### Required task 1
In the router table advice, how long has the writer's TS outfeed table with a truss stayed flat?
### Required task 2
Reproduce the router table advice between "Personally, I'd use" and "cleanout is due.", inclusive.
### Required task 3
Write what comes next in the router table advice, picking up after its final sentence.

### Quoted text

>> BEGIN

You need to set up some sort of leveling adjustment. You could do this with screws with the tips ground flat, but if you are going to put any screw in MDF, you have to pre drill. You could put in Tnuts and put in bolts with a lock not to hold the height, but it's far easier to buy a set of 4 leveling gadgets (pix) and mount them in the four corners.

Personally, I'd use the MDF rather than truss because I think it will be easier to mount on a table than a truss system. My TS outfeed table has a truss and it has stayed flat for more than a decade.

I like the idea of an enclosed cabinet, or one with drawers to the side of the opening for the router, and also below that opening.

Stick some time ago suggested leaving room for a "snorkle" that pulls fresh air up through the bottom of the router for better cooling and to reduce sawdust incursion into the router. I haven't done this because my table would have to be remade. But I really like the idea.

You can put a hinged door over the router opening, but I'd think seriously about making it with a glass or plactic window so you know when a cleanout is due.

>> END

### Extracted entries
>> BEGIN

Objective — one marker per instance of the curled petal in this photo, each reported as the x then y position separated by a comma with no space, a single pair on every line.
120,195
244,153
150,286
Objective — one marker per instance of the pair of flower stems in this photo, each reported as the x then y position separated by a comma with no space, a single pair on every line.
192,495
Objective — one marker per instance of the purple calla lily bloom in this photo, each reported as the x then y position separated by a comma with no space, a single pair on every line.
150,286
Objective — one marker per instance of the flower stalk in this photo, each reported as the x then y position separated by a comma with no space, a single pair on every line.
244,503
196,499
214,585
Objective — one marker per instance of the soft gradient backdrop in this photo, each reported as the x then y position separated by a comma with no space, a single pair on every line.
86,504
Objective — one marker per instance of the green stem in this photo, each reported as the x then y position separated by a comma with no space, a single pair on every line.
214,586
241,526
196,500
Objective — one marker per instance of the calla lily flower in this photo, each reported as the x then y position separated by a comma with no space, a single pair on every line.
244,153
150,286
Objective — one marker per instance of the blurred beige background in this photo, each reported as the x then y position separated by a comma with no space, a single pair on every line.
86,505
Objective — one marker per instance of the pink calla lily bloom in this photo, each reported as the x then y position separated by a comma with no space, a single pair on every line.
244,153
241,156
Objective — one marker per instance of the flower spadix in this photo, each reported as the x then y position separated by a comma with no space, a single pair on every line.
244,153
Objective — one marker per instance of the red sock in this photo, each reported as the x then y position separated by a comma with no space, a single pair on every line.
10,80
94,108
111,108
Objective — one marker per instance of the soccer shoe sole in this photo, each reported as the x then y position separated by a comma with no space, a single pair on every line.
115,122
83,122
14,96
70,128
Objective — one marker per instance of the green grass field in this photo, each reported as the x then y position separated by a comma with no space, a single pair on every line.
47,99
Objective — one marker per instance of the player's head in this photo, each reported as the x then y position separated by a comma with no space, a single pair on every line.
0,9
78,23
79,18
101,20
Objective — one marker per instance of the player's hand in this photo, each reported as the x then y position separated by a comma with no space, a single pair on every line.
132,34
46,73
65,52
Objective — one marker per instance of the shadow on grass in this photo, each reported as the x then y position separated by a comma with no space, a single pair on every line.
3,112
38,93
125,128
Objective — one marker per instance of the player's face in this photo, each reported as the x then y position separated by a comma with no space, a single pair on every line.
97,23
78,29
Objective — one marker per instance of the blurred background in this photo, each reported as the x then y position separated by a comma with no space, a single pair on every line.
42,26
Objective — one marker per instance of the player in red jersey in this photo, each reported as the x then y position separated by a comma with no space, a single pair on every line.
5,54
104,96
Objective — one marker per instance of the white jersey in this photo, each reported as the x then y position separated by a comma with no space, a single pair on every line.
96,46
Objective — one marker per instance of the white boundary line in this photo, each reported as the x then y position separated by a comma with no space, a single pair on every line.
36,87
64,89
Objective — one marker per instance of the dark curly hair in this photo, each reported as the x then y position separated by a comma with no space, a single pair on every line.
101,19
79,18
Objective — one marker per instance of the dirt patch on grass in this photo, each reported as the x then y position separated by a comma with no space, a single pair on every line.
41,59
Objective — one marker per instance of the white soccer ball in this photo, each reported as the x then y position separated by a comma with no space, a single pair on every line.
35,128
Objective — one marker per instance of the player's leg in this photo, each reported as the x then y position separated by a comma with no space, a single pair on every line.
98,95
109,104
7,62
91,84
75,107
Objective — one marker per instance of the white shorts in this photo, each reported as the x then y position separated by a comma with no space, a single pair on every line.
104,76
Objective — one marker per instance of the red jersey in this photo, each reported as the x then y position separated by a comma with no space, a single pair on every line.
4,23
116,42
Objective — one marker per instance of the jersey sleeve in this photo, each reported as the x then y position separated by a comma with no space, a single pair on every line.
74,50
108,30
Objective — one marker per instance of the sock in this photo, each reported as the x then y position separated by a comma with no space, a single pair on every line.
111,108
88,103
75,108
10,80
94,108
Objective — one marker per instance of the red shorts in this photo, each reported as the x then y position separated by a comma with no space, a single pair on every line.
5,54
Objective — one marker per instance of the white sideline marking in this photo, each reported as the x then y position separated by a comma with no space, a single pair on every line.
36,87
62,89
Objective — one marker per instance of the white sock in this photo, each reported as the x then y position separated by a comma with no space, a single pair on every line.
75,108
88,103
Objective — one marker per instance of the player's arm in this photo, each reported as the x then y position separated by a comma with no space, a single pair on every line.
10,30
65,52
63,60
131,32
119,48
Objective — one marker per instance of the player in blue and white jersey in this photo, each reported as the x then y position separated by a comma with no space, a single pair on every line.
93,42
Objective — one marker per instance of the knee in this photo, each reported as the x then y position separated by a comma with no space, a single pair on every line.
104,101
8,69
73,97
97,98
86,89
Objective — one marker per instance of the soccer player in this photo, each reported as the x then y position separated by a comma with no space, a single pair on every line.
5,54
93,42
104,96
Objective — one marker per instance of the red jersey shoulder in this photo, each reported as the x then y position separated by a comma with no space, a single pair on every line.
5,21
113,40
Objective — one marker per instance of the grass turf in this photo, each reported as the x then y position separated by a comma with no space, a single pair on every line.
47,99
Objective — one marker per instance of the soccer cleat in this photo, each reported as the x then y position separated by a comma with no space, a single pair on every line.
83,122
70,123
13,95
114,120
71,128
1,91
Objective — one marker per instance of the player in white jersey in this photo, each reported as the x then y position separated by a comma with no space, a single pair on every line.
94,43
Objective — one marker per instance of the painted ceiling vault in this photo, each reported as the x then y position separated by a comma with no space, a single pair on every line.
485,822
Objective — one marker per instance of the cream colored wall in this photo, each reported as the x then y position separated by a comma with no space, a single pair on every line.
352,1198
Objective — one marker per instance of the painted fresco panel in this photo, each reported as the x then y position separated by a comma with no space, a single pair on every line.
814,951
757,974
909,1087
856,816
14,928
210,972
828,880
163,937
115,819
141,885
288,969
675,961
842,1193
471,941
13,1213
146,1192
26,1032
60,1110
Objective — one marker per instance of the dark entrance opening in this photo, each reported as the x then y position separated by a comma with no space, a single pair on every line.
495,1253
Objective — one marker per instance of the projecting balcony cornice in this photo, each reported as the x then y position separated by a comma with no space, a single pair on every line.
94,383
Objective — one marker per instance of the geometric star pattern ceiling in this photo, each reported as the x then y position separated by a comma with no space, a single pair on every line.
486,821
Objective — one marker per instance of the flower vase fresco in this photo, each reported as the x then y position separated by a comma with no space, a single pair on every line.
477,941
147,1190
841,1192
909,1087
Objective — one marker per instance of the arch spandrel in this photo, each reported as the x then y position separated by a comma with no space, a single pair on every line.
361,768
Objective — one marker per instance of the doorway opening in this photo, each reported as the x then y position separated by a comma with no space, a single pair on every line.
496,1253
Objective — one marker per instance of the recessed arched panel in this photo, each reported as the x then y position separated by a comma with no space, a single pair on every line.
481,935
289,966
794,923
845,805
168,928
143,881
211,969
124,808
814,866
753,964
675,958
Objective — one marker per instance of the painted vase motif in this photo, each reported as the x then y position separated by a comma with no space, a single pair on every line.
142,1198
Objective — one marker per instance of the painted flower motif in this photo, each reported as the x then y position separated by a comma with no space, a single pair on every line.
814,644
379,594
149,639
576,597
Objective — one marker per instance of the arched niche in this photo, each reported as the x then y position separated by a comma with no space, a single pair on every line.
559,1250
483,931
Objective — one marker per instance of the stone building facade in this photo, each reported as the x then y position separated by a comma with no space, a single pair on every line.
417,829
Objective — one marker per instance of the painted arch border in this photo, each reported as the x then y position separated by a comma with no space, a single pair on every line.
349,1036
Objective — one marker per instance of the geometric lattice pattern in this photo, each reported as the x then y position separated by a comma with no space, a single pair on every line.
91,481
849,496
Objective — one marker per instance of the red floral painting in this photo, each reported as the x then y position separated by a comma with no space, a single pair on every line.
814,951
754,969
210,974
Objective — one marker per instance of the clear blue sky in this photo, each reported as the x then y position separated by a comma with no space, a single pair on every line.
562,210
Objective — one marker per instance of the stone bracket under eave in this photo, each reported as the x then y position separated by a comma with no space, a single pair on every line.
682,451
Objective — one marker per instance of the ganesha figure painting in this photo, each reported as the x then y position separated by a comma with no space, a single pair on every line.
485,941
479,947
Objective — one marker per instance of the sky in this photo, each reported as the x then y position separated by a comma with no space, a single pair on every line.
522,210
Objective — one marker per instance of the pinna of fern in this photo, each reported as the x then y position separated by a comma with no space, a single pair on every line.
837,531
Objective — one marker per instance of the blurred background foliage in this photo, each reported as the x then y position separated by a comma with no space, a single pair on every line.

>> END

### Exercise answer 1
More than a decade.

### Exercise answer 2
Personally, I'd use the MDF rather than truss because I think it will be easier to mount on a table than a truss system. My TS outfeed table has a truss and it has stayed flat for more than a decade.

I like the idea of an enclosed cabinet, or one with drawers to the side of the opening for the router, and also below that opening.

Stick some time ago suggested leaving room for a "snorkle" that pulls fresh air up through the bottom of the router for better cooling and to reduce sawdust incursion into the router. I haven't done this because my table would have to be remade. But I really like the idea.

You can put a hinged door over the router opening, but I'd think seriously about making it with a glass or plactic window so you know when a cleanout is due.

### Exercise answer 3
Dust extraction under the table is usually done with a Y splitter behind the table with a larger opening through the back into the router chamber. You must also have a way to let air into that chamber or there will be no air flow to carry the sawdust away. I'd bring air into the chamber through the same channel the snorkle runs through. You could also place a filter over that snorkle opening if you are a fuss budget about dust collection.

Your fence should also have a 2.5 inch dust collection port attached just behind the bit. That will help pull sawdust up and away from your router. I know Rockler makes a little port like this and I'm sure other makers have them too. My experience is that you want ALL of your DC connectors and hoses to be one brand. 4 inches isn't 4 inches from manufacturer to another. Parts are NOT interchangeable. I only have Rockler store access.

The diagram shows the layering.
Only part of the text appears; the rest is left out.